[Recorded data]

[Start of section]

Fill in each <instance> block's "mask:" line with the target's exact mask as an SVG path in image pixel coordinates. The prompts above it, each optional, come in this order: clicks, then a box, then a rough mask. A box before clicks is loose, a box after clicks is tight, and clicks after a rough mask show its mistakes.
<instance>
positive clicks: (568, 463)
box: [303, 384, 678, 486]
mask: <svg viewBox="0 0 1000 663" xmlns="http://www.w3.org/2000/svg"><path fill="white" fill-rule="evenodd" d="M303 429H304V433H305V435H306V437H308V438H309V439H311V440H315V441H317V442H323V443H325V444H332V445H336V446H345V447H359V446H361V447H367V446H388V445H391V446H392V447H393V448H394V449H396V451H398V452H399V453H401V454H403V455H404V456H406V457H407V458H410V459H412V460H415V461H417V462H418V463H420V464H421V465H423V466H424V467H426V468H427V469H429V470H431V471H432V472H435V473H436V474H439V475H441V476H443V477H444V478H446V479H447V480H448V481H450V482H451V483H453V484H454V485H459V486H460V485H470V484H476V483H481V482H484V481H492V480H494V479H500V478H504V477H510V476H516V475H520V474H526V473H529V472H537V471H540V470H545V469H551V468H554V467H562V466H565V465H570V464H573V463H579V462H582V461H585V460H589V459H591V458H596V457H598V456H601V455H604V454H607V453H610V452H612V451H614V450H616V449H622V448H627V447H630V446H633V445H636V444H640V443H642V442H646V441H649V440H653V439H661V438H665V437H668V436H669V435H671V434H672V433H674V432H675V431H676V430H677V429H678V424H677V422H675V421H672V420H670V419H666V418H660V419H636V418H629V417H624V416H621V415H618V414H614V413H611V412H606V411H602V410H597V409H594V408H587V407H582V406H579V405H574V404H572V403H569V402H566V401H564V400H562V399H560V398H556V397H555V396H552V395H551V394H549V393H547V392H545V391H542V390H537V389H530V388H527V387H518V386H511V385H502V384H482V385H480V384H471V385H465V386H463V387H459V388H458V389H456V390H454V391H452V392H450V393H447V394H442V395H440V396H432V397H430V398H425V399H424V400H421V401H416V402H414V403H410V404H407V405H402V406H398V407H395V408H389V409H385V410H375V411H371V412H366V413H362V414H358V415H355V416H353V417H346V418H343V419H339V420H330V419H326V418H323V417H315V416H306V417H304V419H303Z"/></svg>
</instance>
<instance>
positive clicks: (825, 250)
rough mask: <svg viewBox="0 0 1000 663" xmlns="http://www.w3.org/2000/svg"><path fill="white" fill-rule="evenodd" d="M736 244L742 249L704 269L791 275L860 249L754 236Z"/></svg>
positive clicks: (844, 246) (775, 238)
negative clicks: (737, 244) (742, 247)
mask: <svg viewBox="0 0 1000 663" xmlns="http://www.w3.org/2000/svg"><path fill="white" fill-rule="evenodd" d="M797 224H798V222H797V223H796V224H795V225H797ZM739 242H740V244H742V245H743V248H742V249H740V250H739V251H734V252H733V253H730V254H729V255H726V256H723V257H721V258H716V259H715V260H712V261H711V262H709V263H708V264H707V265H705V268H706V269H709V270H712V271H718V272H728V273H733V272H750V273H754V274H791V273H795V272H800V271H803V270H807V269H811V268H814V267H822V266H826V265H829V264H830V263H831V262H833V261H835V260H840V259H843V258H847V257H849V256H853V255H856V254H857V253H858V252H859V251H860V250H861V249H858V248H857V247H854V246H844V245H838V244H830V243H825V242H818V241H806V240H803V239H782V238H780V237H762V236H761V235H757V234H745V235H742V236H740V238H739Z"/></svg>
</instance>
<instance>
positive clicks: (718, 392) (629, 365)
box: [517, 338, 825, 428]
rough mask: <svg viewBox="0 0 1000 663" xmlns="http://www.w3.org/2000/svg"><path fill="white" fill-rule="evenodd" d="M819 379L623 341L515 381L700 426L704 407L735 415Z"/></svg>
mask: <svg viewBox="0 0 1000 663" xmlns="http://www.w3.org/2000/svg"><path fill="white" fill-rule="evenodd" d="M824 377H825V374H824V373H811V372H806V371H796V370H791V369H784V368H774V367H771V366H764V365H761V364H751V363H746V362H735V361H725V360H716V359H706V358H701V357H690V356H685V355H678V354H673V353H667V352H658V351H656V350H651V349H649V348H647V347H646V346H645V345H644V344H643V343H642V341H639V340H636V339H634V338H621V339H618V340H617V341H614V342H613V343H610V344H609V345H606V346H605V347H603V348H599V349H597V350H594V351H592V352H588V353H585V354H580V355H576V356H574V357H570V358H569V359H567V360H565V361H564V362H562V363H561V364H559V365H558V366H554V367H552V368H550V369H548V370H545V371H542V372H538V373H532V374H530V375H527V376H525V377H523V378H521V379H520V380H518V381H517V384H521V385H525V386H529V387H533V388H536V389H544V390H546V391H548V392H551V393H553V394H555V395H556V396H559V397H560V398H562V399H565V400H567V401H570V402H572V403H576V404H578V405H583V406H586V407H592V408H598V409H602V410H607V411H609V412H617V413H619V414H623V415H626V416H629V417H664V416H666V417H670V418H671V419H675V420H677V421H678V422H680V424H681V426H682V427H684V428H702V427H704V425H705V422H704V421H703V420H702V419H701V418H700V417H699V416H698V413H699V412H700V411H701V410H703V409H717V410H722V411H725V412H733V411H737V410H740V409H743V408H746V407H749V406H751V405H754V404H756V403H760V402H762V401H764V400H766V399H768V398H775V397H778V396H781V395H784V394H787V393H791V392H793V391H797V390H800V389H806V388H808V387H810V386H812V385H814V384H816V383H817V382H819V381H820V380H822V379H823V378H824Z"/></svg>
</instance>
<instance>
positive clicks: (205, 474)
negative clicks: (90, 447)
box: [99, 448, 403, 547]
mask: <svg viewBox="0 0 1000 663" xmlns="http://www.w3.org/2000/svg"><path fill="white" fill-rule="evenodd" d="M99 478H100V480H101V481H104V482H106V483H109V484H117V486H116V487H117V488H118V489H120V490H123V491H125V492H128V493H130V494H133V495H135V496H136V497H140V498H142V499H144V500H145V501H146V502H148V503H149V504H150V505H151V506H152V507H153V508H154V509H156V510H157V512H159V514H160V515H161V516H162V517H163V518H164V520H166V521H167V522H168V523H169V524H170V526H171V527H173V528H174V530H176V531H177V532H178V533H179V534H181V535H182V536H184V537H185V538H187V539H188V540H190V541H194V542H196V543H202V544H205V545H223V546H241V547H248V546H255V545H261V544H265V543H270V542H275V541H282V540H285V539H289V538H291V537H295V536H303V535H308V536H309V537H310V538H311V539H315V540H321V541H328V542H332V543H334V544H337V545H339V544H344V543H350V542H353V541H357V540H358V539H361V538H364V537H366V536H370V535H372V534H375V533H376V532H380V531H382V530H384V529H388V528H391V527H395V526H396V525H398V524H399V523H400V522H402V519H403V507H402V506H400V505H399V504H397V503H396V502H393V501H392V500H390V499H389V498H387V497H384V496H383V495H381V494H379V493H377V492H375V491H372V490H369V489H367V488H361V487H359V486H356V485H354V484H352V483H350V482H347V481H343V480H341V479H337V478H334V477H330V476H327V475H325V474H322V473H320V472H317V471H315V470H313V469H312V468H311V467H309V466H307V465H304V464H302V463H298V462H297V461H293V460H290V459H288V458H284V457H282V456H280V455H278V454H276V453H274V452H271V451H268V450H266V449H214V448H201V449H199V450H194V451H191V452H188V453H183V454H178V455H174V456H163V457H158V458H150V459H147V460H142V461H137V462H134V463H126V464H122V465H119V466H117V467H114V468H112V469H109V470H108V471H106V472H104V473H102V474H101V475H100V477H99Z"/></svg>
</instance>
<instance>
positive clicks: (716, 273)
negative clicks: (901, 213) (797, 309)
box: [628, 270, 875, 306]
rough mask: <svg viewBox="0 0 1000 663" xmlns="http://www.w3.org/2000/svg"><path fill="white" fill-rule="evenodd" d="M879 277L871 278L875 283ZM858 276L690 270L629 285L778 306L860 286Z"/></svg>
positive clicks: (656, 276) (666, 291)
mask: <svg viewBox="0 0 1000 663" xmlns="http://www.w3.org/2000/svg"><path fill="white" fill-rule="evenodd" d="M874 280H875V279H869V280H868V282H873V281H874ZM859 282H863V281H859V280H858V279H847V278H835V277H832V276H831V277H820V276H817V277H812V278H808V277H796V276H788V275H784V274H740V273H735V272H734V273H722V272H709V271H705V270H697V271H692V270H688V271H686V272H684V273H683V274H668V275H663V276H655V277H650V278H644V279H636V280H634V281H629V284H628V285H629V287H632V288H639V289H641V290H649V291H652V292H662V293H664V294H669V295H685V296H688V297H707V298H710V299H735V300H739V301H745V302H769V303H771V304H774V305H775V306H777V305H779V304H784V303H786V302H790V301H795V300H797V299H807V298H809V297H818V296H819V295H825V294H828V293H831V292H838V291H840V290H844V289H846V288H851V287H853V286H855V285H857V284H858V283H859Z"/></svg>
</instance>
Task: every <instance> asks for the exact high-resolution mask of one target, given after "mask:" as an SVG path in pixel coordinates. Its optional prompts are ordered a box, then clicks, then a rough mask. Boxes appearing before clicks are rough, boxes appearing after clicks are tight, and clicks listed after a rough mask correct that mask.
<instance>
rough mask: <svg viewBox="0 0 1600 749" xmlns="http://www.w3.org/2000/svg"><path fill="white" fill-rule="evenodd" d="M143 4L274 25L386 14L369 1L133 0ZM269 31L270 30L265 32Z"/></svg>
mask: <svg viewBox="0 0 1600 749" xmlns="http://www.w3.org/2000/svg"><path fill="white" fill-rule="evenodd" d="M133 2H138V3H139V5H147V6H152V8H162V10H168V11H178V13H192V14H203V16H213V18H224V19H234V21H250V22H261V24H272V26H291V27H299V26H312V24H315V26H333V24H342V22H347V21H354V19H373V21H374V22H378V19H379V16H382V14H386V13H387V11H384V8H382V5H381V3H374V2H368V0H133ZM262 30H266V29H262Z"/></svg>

[End of section]

What you need to do - In the entries above, find the line holding "244L742 249L704 269L791" and the line holding "positive clicks: (844, 246) (775, 238)", then retype exactly those two lines and every line between them, and nothing else.

Response for this exercise -
rough mask: <svg viewBox="0 0 1000 663" xmlns="http://www.w3.org/2000/svg"><path fill="white" fill-rule="evenodd" d="M736 244L742 249L704 269L791 275L860 249L754 236Z"/></svg>
positive clicks: (844, 246) (775, 238)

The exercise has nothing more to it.